**Excerpted passage**:
.....
Before we go through how to solve a triangle problem, let’s discuss the basics. A triangle is a flat figure made up of three straight lines that connect together at three angles. The sum of these angles is 180°.

Each of the three sides of a triangle is called a “leg” of the triangle, and the largest (longest) leg is called the “hypotenuse.” The angle opposite the hypotenuse will always be the largest of the three angles.


The sum of any two legs of a triangle must always be greater than the measure of the third side. Why? Because when the sum of two lines is smaller than the measure a third line, they cannot all connect to form a triangle.

Triangles that have legs which sum only slightly more than the hypotenuse are quite long and skinny, but they still make the “bump” of a triangle because they combine to be longer than the third side.


But if the legs are too short, they will never meet, no matter how shallow the angle.


And if the lines are the exact length of the hypotenuse, then they will flatten to a perfectly straight line, overlapping the hypotenuse precisely.
.....
**Data rows**:
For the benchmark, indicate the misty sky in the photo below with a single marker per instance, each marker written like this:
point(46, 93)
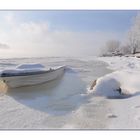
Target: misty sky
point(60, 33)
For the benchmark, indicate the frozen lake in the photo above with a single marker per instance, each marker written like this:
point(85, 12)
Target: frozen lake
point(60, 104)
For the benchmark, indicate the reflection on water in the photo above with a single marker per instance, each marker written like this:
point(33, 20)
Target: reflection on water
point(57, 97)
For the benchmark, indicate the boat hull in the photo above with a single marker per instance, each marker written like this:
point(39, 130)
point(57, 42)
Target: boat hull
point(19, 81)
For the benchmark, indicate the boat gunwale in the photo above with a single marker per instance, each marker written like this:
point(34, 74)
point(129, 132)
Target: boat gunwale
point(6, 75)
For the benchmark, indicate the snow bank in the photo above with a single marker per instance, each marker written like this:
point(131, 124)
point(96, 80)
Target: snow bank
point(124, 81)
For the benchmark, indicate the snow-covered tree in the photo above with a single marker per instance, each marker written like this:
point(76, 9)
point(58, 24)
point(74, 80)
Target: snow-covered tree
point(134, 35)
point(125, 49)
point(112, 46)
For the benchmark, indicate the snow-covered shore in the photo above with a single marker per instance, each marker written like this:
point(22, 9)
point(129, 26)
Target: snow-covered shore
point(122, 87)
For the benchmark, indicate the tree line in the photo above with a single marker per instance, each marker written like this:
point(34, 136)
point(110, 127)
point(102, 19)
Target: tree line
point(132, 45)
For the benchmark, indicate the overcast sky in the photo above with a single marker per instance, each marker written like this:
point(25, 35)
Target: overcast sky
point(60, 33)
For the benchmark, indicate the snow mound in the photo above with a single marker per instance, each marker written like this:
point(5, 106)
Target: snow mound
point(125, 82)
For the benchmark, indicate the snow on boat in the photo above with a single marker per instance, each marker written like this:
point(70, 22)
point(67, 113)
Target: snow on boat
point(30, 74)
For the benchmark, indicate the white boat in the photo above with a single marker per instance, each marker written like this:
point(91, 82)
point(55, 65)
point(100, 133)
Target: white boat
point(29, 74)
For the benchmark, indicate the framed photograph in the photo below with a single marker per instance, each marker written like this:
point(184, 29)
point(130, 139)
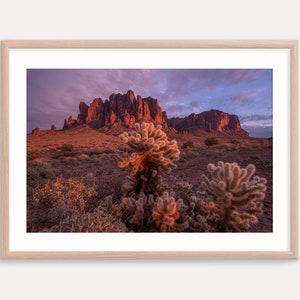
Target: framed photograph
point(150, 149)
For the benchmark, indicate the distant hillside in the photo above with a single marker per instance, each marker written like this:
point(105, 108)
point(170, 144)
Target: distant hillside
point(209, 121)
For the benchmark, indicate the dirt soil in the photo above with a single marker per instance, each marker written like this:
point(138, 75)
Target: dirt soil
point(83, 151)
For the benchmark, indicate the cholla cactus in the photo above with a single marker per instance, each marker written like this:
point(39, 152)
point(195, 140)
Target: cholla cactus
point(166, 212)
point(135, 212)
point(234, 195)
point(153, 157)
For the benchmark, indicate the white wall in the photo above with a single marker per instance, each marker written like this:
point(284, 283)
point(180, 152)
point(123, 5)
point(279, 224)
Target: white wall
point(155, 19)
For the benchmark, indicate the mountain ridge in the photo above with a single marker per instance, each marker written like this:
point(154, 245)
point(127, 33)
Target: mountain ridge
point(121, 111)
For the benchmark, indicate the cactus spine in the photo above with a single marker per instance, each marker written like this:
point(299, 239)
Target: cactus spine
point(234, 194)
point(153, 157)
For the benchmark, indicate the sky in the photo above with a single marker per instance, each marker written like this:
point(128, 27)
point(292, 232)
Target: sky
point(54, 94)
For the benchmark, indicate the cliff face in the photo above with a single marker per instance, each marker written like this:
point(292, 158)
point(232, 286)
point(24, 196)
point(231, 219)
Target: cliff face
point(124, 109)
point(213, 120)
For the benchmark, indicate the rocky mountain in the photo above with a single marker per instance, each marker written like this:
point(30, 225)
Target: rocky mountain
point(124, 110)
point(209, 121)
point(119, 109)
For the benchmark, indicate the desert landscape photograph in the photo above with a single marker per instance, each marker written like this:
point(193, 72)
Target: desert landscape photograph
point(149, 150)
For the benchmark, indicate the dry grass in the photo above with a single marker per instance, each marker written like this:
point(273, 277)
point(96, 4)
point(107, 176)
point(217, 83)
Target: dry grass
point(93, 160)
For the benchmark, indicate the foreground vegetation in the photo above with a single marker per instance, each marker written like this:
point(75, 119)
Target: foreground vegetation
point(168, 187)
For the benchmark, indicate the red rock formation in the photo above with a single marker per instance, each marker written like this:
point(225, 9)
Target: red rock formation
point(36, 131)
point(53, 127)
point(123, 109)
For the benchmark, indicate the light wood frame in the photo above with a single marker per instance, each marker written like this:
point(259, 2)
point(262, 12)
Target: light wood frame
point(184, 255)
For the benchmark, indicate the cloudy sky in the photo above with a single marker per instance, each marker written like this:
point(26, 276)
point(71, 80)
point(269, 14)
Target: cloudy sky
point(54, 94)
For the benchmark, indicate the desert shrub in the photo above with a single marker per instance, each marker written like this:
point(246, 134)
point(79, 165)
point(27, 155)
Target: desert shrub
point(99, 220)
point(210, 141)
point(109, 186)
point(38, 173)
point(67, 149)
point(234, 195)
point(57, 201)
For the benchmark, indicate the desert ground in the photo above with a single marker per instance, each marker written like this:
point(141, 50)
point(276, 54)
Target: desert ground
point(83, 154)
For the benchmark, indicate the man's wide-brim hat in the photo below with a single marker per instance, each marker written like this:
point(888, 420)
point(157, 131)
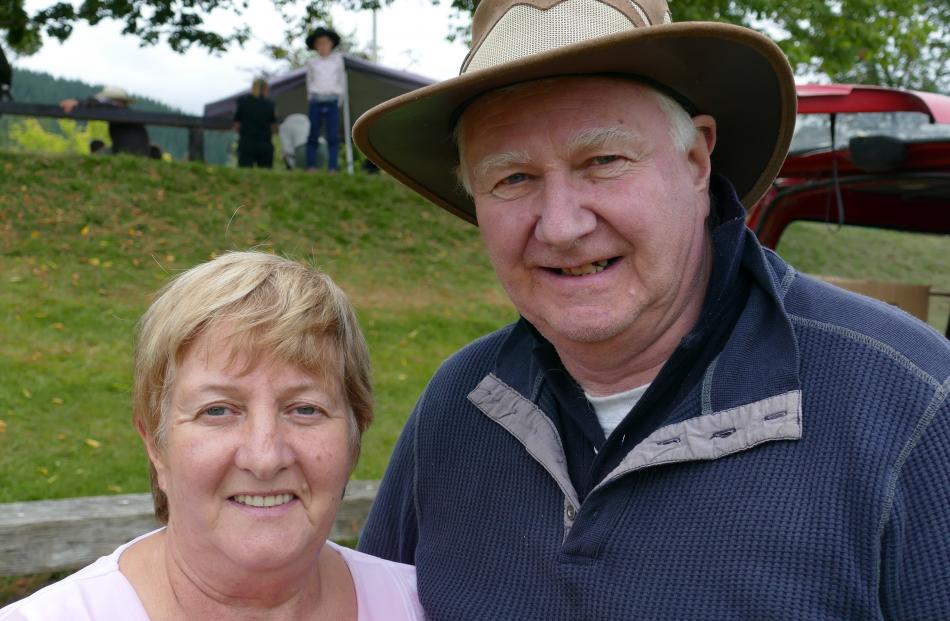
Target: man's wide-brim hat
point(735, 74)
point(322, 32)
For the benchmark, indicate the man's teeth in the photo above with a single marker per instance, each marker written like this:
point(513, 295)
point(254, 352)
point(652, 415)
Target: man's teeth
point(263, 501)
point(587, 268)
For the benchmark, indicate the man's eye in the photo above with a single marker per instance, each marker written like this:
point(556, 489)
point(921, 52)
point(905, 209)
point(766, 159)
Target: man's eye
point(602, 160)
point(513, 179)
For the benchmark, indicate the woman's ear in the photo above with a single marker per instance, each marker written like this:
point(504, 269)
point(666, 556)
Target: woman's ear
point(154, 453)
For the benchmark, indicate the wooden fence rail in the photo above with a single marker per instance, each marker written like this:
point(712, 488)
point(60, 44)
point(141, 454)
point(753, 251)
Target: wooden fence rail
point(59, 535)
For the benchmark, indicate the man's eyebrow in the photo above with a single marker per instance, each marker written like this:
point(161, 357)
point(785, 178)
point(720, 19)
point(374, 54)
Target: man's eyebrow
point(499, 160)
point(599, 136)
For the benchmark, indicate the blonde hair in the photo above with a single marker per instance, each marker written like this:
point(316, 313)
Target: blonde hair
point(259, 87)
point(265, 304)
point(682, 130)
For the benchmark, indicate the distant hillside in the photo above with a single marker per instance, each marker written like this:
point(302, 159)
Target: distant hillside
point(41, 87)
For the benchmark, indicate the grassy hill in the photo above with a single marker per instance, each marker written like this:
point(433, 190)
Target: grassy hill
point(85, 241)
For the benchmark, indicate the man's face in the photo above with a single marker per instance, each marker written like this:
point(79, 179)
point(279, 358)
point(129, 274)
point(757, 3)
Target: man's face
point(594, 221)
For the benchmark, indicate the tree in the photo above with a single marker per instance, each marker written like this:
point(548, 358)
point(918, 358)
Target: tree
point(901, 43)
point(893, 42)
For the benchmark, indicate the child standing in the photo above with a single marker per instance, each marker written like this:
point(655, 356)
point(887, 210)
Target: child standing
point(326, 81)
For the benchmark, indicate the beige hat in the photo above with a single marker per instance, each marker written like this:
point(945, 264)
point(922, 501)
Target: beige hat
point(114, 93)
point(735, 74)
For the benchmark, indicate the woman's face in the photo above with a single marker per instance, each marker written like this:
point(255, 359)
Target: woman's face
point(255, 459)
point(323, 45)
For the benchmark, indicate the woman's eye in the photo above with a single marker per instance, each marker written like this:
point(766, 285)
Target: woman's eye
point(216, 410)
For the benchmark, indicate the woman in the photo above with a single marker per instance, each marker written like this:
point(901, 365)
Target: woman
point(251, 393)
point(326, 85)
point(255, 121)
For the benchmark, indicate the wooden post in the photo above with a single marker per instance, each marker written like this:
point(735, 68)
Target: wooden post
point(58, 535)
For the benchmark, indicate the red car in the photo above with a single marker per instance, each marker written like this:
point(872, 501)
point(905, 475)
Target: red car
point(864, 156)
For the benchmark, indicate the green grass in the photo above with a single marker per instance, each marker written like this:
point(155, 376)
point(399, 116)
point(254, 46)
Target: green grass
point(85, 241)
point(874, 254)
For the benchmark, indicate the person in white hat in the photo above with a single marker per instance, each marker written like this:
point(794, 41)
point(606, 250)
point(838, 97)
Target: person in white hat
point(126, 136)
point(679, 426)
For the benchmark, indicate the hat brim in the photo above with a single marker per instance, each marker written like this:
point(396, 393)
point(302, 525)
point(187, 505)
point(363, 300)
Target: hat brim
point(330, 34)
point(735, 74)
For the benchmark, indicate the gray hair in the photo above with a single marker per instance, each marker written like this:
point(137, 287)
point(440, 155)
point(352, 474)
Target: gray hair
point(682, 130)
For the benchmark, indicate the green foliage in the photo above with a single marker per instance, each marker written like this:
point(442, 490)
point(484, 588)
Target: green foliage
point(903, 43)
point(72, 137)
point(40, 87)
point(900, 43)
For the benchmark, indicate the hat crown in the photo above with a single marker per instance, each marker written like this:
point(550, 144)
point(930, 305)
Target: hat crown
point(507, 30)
.....
**Written exercise A**: According to the triangle passage, what is the sum of a triangle's three angles?
**Written exercise B**: Copy the triangle passage word for word from "Each of the" to "the three angles.".

**Response A**: 180°

**Response B**:
Each of the three sides of a triangle is called a “leg” of the triangle, and the largest (longest) leg is called the “hypotenuse.” The angle opposite the hypotenuse will always be the largest of the three angles.